## Problem to work on
Starting at the line below that contains "Where can you spot the steel grid" and ending at the line that contains "Where can you spot the platform", retype each line exactly as it stands, but omit the pictures.

## Dataset records
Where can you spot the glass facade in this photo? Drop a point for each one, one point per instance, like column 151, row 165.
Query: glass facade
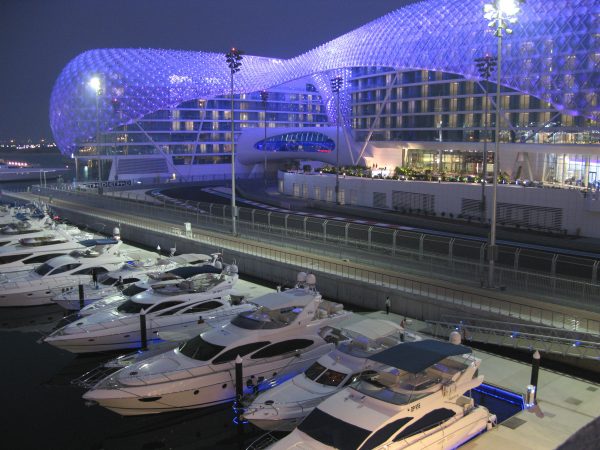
column 409, row 76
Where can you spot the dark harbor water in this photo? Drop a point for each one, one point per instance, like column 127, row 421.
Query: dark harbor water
column 42, row 409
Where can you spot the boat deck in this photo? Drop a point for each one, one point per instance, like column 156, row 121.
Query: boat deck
column 564, row 403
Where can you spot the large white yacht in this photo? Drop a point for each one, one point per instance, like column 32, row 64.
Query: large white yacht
column 179, row 273
column 283, row 407
column 414, row 400
column 173, row 304
column 29, row 251
column 112, row 286
column 282, row 337
column 40, row 285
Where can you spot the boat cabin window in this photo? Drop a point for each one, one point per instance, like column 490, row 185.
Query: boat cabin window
column 38, row 242
column 427, row 422
column 204, row 306
column 281, row 348
column 398, row 389
column 164, row 305
column 43, row 269
column 241, row 350
column 314, row 371
column 198, row 348
column 107, row 280
column 12, row 258
column 265, row 318
column 66, row 268
column 331, row 378
column 41, row 258
column 332, row 431
column 131, row 307
column 357, row 376
column 383, row 434
column 88, row 271
column 130, row 291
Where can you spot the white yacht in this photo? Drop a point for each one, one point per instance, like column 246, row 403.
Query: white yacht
column 414, row 400
column 179, row 273
column 40, row 285
column 36, row 250
column 113, row 286
column 282, row 337
column 284, row 406
column 169, row 305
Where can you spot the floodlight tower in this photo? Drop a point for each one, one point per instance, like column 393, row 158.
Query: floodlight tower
column 234, row 62
column 336, row 86
column 264, row 96
column 95, row 83
column 485, row 66
column 500, row 14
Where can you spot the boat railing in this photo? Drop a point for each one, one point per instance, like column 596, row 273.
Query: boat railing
column 264, row 441
column 52, row 284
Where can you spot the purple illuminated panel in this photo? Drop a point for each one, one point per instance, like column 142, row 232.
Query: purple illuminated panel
column 553, row 54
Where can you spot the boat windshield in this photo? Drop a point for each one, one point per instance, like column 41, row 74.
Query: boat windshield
column 37, row 242
column 131, row 307
column 398, row 389
column 107, row 280
column 43, row 269
column 327, row 377
column 198, row 348
column 265, row 318
column 132, row 289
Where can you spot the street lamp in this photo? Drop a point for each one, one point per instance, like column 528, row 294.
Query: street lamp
column 96, row 85
column 234, row 61
column 499, row 13
column 264, row 95
column 485, row 66
column 336, row 85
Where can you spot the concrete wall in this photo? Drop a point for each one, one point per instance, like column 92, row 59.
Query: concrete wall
column 580, row 210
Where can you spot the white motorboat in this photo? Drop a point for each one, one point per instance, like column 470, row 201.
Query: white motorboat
column 26, row 226
column 169, row 305
column 36, row 250
column 415, row 400
column 284, row 406
column 114, row 297
column 281, row 338
column 40, row 285
column 112, row 286
column 12, row 214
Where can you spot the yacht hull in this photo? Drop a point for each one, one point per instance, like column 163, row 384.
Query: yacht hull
column 33, row 296
column 121, row 338
column 197, row 391
column 453, row 434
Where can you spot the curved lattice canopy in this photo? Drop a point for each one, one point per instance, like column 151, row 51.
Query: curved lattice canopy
column 553, row 53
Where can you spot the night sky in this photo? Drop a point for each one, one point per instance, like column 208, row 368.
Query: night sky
column 39, row 37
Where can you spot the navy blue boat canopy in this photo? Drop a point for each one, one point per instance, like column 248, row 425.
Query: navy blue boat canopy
column 93, row 242
column 190, row 271
column 414, row 357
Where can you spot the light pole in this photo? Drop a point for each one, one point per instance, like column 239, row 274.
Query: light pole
column 485, row 65
column 96, row 84
column 264, row 95
column 234, row 61
column 336, row 85
column 499, row 13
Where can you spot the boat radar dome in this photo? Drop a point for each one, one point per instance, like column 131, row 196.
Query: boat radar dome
column 301, row 278
column 455, row 338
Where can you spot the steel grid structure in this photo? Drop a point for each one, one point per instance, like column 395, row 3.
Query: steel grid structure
column 554, row 55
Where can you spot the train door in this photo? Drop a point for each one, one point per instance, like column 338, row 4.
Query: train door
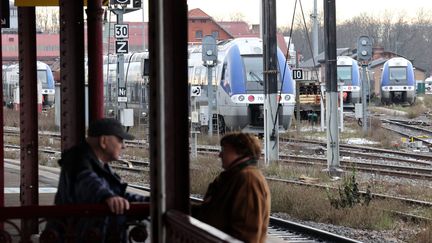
column 253, row 66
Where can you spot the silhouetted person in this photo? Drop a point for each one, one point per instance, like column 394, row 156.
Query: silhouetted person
column 86, row 177
column 238, row 201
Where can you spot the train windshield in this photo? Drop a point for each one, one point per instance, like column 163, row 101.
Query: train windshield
column 253, row 66
column 344, row 73
column 254, row 73
column 397, row 73
column 42, row 78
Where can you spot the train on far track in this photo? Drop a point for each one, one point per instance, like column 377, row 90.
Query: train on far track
column 348, row 75
column 45, row 83
column 398, row 83
column 239, row 85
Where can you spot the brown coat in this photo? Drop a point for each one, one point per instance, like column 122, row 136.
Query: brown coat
column 238, row 203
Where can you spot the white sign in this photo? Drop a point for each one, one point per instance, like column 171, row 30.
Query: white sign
column 194, row 117
column 297, row 74
column 121, row 31
column 121, row 99
column 122, row 47
column 196, row 91
column 122, row 95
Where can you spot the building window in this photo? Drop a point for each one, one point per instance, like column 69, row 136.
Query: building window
column 215, row 34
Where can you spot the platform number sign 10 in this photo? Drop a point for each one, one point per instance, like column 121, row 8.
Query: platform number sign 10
column 297, row 74
column 120, row 1
column 121, row 31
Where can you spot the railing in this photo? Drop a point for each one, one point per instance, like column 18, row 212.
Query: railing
column 70, row 216
column 184, row 228
column 180, row 227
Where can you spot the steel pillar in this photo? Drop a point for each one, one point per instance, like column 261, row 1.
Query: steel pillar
column 169, row 145
column 333, row 162
column 95, row 60
column 29, row 186
column 72, row 73
column 2, row 176
column 271, row 123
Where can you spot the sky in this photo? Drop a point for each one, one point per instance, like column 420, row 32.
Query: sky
column 345, row 9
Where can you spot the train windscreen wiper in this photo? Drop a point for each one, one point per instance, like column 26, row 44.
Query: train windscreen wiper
column 257, row 78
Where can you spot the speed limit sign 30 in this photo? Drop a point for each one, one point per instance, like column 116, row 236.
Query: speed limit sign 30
column 121, row 31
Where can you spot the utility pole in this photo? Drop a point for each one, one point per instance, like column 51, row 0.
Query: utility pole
column 333, row 163
column 364, row 54
column 271, row 123
column 209, row 58
column 315, row 30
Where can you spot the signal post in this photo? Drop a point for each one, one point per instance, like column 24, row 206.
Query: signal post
column 121, row 33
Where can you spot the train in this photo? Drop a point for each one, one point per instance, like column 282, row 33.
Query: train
column 398, row 83
column 136, row 82
column 45, row 83
column 349, row 75
column 237, row 80
column 239, row 84
column 428, row 86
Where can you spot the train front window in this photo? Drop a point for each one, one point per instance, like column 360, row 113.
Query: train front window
column 344, row 73
column 397, row 73
column 254, row 68
column 42, row 78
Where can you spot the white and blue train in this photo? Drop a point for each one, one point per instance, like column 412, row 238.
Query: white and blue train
column 240, row 85
column 348, row 74
column 45, row 84
column 398, row 82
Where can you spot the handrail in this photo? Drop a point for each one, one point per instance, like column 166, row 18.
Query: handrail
column 76, row 210
column 189, row 229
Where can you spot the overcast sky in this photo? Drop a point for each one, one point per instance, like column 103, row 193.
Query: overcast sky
column 224, row 9
column 345, row 9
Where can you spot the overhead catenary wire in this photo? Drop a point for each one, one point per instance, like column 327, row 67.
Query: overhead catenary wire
column 284, row 71
column 287, row 54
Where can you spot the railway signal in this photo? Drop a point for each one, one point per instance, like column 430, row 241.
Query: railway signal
column 364, row 53
column 364, row 48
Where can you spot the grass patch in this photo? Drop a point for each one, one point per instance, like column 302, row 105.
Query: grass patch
column 424, row 236
column 312, row 204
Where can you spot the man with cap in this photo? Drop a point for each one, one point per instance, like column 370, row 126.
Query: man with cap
column 86, row 177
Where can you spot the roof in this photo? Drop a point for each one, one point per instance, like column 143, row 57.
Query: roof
column 197, row 13
column 346, row 51
column 237, row 28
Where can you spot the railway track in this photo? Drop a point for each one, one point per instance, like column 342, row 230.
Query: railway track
column 289, row 231
column 415, row 132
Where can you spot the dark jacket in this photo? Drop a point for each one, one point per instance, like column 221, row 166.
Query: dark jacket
column 238, row 203
column 84, row 179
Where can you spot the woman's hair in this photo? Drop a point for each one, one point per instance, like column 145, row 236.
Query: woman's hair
column 243, row 143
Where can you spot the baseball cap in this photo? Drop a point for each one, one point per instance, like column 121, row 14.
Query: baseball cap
column 108, row 126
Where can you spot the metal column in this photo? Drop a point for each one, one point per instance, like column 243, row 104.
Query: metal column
column 271, row 123
column 95, row 61
column 331, row 87
column 72, row 73
column 2, row 175
column 169, row 145
column 29, row 186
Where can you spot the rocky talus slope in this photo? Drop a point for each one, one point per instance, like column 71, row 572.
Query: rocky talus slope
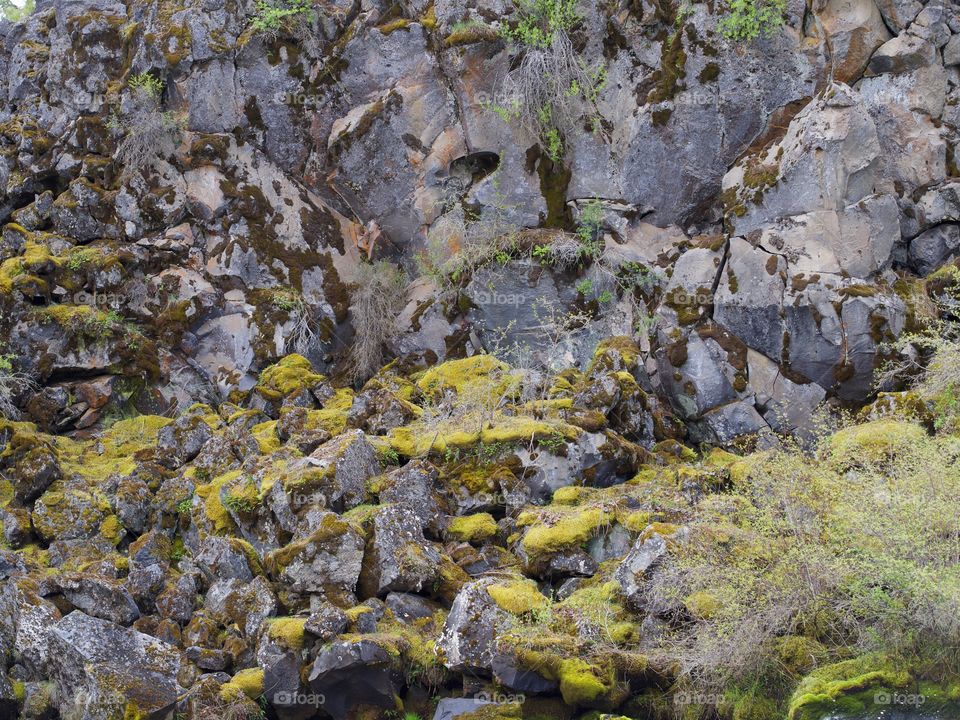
column 331, row 388
column 452, row 541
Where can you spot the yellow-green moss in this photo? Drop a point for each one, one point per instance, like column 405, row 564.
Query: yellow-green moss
column 480, row 373
column 332, row 417
column 554, row 532
column 291, row 374
column 473, row 528
column 287, row 632
column 582, row 683
column 702, row 605
column 213, row 506
column 874, row 442
column 245, row 682
column 517, row 596
column 837, row 687
column 266, row 436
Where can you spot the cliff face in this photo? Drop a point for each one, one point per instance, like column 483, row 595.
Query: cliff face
column 188, row 187
column 577, row 238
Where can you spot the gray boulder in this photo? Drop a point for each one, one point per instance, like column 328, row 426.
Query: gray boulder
column 102, row 669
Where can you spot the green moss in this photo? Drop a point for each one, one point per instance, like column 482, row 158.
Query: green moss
column 287, row 632
column 213, row 506
column 845, row 687
column 245, row 682
column 582, row 683
column 472, row 528
column 874, row 442
column 558, row 528
column 291, row 374
column 483, row 373
column 518, row 596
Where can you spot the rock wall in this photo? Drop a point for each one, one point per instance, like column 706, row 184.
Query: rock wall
column 770, row 190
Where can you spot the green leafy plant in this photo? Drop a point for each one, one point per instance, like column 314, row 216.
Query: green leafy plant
column 541, row 21
column 12, row 382
column 147, row 131
column 146, row 83
column 747, row 20
column 380, row 292
column 16, row 11
column 388, row 456
column 590, row 228
column 553, row 88
column 275, row 16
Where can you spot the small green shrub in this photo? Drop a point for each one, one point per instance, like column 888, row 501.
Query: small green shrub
column 275, row 16
column 553, row 90
column 15, row 12
column 147, row 84
column 540, row 21
column 746, row 20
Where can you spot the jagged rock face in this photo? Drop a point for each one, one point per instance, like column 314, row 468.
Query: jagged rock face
column 296, row 157
column 755, row 218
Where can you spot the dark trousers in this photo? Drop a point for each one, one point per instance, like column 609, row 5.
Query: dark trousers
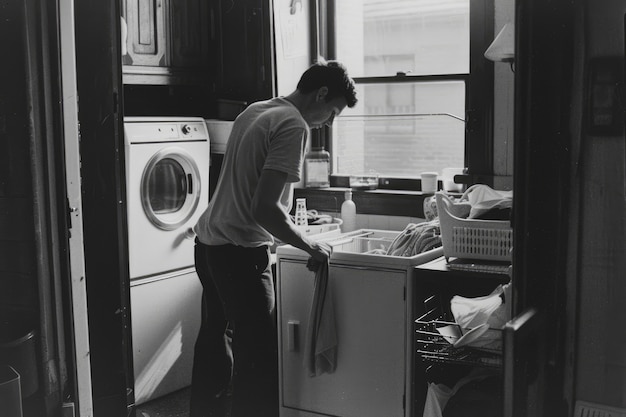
column 237, row 343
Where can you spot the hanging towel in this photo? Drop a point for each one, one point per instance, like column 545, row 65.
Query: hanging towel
column 320, row 348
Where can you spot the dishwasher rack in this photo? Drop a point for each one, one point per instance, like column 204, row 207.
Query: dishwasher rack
column 432, row 346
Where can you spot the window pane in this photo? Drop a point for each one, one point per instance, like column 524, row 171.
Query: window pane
column 400, row 130
column 422, row 37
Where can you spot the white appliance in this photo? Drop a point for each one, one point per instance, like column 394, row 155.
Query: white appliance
column 374, row 315
column 167, row 177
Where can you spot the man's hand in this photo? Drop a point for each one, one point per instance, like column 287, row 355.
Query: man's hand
column 320, row 251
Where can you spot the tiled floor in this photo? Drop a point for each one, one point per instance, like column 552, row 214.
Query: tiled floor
column 175, row 404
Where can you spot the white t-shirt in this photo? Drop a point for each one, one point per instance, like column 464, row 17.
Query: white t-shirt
column 267, row 135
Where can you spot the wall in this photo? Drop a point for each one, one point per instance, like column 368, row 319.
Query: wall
column 293, row 52
column 503, row 100
column 601, row 357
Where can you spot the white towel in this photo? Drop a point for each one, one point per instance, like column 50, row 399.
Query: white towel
column 320, row 349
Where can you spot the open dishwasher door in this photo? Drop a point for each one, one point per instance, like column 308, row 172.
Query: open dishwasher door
column 373, row 319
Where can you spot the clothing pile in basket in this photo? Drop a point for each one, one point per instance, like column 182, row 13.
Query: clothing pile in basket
column 483, row 202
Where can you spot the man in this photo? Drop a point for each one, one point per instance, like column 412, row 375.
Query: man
column 249, row 208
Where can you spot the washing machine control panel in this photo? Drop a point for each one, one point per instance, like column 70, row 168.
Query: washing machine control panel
column 166, row 132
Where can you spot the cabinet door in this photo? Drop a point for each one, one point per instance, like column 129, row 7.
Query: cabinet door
column 370, row 318
column 146, row 32
column 245, row 59
column 189, row 24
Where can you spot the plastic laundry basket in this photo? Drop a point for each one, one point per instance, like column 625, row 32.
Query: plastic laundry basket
column 472, row 238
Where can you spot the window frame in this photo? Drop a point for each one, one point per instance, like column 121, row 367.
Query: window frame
column 479, row 90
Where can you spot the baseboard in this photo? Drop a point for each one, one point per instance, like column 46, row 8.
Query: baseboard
column 587, row 409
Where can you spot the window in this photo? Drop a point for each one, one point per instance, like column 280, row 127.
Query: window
column 424, row 87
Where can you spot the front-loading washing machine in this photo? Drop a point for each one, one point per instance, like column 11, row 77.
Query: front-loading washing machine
column 167, row 187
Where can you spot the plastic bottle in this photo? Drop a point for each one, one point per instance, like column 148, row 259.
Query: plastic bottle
column 348, row 213
column 317, row 168
column 301, row 214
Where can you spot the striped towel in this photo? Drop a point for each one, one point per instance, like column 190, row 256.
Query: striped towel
column 320, row 348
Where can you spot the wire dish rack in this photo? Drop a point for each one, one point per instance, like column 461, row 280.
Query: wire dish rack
column 434, row 347
column 490, row 240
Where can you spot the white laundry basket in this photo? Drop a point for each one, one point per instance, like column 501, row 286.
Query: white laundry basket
column 490, row 240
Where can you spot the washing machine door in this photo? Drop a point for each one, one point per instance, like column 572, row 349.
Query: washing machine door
column 170, row 188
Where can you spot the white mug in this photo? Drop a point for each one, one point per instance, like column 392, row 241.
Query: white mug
column 429, row 182
column 447, row 179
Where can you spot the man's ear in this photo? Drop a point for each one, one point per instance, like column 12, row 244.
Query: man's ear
column 321, row 94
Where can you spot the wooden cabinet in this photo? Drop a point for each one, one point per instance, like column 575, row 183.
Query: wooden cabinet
column 245, row 50
column 167, row 42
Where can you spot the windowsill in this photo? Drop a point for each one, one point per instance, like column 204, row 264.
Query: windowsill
column 385, row 201
column 380, row 202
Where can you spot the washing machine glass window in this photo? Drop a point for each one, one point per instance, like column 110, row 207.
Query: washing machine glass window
column 170, row 188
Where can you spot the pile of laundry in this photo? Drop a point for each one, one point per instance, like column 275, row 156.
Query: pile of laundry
column 416, row 238
column 483, row 202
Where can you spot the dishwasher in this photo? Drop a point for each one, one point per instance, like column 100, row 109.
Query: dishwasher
column 373, row 317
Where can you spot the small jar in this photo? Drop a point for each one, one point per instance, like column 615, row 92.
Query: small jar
column 317, row 168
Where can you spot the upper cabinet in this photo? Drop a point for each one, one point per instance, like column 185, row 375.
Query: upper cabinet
column 166, row 42
column 244, row 50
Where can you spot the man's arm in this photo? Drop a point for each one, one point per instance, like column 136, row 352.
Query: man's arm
column 269, row 212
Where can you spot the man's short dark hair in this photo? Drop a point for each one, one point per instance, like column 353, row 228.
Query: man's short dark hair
column 330, row 74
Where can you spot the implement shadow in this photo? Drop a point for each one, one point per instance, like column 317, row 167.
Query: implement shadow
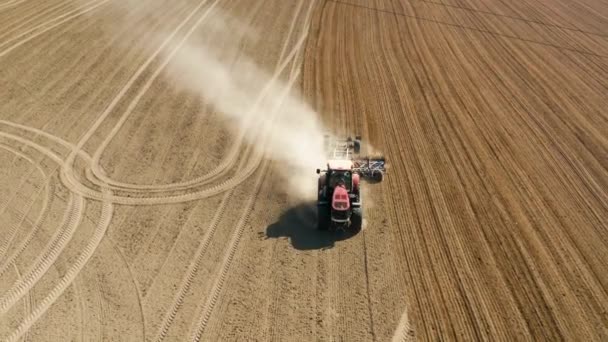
column 299, row 224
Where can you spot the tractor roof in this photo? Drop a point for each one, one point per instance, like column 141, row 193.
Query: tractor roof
column 339, row 164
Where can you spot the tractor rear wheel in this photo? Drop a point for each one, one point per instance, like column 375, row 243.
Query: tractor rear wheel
column 356, row 219
column 323, row 218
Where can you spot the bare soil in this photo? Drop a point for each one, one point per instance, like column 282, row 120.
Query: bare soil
column 130, row 210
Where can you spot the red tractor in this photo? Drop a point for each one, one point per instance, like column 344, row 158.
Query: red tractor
column 339, row 195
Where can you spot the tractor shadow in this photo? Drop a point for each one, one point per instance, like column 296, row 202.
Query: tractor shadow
column 299, row 224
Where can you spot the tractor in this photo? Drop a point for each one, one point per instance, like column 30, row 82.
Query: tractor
column 339, row 192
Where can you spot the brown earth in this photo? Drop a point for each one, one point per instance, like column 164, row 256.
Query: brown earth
column 492, row 222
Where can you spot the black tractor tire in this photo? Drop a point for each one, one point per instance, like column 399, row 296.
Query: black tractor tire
column 378, row 176
column 323, row 218
column 356, row 219
column 357, row 145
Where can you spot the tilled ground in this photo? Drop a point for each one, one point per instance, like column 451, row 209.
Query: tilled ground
column 131, row 211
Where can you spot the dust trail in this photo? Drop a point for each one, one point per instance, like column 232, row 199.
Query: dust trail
column 293, row 134
column 404, row 332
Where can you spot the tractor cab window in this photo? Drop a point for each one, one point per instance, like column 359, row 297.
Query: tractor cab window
column 341, row 177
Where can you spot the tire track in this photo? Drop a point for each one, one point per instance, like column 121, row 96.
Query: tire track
column 68, row 278
column 48, row 256
column 5, row 243
column 32, row 18
column 210, row 231
column 200, row 324
column 60, row 20
column 67, row 172
column 213, row 296
column 6, row 263
column 216, row 173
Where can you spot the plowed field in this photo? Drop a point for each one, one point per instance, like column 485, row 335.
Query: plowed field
column 132, row 210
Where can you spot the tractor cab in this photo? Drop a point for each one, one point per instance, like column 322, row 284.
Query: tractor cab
column 339, row 172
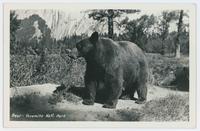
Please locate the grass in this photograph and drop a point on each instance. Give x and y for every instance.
(171, 108)
(29, 70)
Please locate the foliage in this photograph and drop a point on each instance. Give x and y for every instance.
(14, 25)
(137, 30)
(109, 16)
(171, 108)
(28, 70)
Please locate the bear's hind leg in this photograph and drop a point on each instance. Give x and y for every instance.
(91, 90)
(142, 94)
(115, 85)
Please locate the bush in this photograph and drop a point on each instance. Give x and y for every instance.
(29, 70)
(171, 108)
(33, 69)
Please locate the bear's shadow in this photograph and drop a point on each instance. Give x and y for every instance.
(101, 95)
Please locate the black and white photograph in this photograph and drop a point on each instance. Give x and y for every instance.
(105, 64)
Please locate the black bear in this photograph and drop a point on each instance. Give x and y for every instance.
(117, 66)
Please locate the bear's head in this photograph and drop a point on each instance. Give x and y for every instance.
(86, 46)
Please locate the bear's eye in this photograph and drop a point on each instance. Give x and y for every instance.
(78, 46)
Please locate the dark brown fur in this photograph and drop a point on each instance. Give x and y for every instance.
(120, 66)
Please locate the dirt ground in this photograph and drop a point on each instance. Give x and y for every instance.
(66, 110)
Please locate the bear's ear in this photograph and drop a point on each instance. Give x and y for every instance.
(94, 37)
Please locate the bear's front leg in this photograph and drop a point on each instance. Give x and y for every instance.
(91, 93)
(115, 84)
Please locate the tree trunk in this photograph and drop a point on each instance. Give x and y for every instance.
(180, 23)
(110, 23)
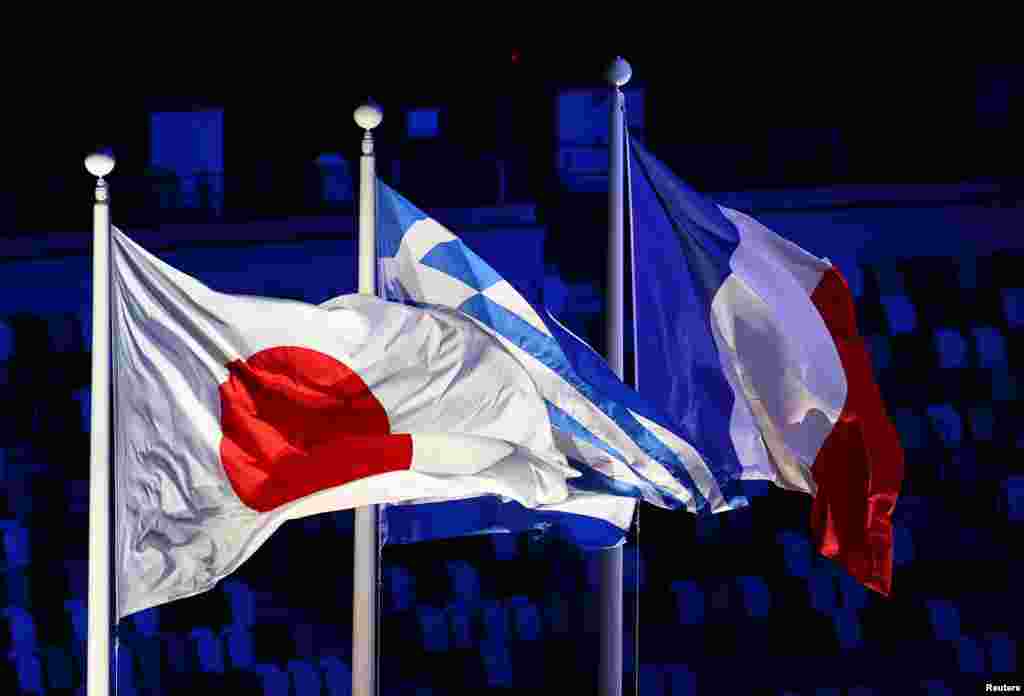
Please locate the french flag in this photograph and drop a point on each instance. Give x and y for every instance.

## Your response
Where can you spot the steel grid structure in this photo? Drop a point for each one, one point per instance, like column 395, row 3.
Query: steel grid structure
column 554, row 55
Where can you spot the train door in this photo? Drop a point for each one, one point per instance, like column 338, row 4.
Query: train door
column 253, row 66
Where can you spot the silhouetted person in this photo? Drop a point for each one, one point per instance, like column 394, row 156.
Query: silhouetted person
column 86, row 177
column 238, row 201
Where can you spot the train windshield in this photo? Drop a point for each one, one point per instance, like column 163, row 101.
Query: train windshield
column 253, row 66
column 344, row 73
column 254, row 73
column 397, row 73
column 42, row 78
Where can you spot the train on far track in this photo? Drop a point for each one, one point per instance, like column 377, row 90.
Query: train on far track
column 348, row 75
column 45, row 83
column 398, row 83
column 239, row 85
Where can you spot the brown coat in this photo? Drop a point for each one, one point per instance, like column 122, row 136.
Query: brown coat
column 238, row 203
Where can you spot the white sign in this photo? Drop a point for each one, one point per instance, like column 171, row 30.
Query: white sign
column 194, row 117
column 297, row 74
column 121, row 31
column 121, row 99
column 122, row 47
column 196, row 91
column 122, row 95
Where can you spot the building window in this photo? Drop a point for each one, one point per instance, like column 69, row 136.
Query: building window
column 215, row 34
Where can you spot the platform number sign 10 in this photo? Drop a point for each one, one point per instance, like column 121, row 8.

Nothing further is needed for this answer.